>> Start

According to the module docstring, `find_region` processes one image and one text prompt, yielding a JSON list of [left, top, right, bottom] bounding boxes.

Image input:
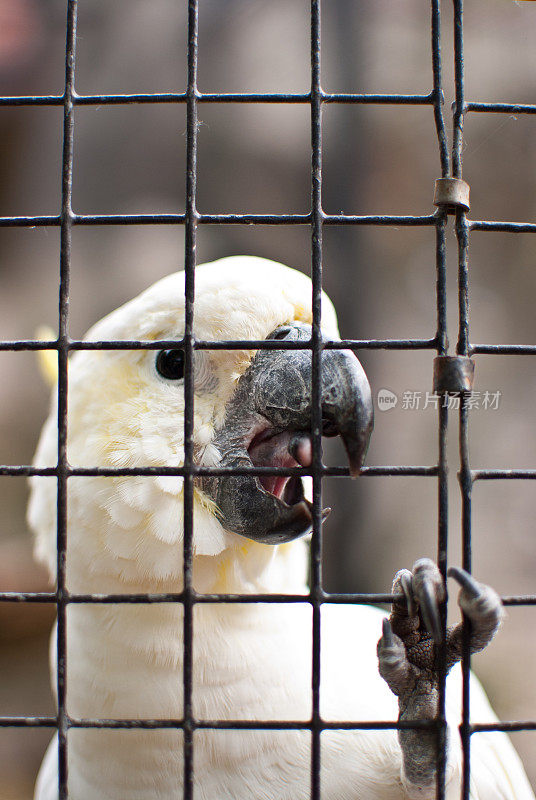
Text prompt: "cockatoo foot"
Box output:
[[378, 558, 504, 798]]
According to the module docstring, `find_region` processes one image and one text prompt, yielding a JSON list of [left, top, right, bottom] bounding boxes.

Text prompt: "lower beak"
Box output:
[[201, 324, 373, 544]]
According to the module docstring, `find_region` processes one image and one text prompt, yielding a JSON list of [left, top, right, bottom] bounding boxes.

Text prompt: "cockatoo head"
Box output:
[[29, 256, 372, 588]]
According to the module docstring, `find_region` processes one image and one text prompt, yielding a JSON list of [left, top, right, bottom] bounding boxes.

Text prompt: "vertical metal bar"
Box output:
[[431, 0, 450, 178], [452, 0, 472, 800], [56, 0, 77, 800], [183, 0, 198, 800], [452, 0, 465, 178], [311, 0, 323, 800], [431, 0, 450, 800], [436, 211, 448, 800]]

>> End

- [To do]:
Reproduce every line of the listing above, multiplying each bounding-box coordinate in the box outputs by 1.7 and rounding it to a whole number, with halves rounded up. Leave the pictures out.

- [Reply]:
According to the module docstring, `find_region` processes one image and one text prompt, yielding a JSON list of [left, top, right, bottom] bounding boxes.

Image input:
Text prompt: "cockatoo foot"
Box output:
[[643, 949, 857, 1357]]
According to the module docstring, `find_region` processes one image and one text prompt, yielding a JSON list of [left, top, right, bottom] bounding boxes.

Text prompt: "lower beak"
Box output:
[[342, 551, 634, 925]]
According to the module docstring, `find_region` processes one image and one text prompt, yielding a JSON list of [left, top, right, bottom] bounding boxes.

Text prompt: "cockatoo head"
Box output:
[[49, 435, 632, 1000]]
According to the module docstring, `find_region` processes one image and one text prompt, yielding a JSON list of [left, top, right, bottom] bounding boxes.

Text prompt: "vertical metal bar"
Box output:
[[733, 0, 765, 303], [768, 0, 802, 1360], [95, 0, 131, 1360], [311, 0, 337, 1360], [768, 0, 791, 303], [529, 0, 549, 1360], [733, 0, 765, 1360], [741, 359, 762, 1360]]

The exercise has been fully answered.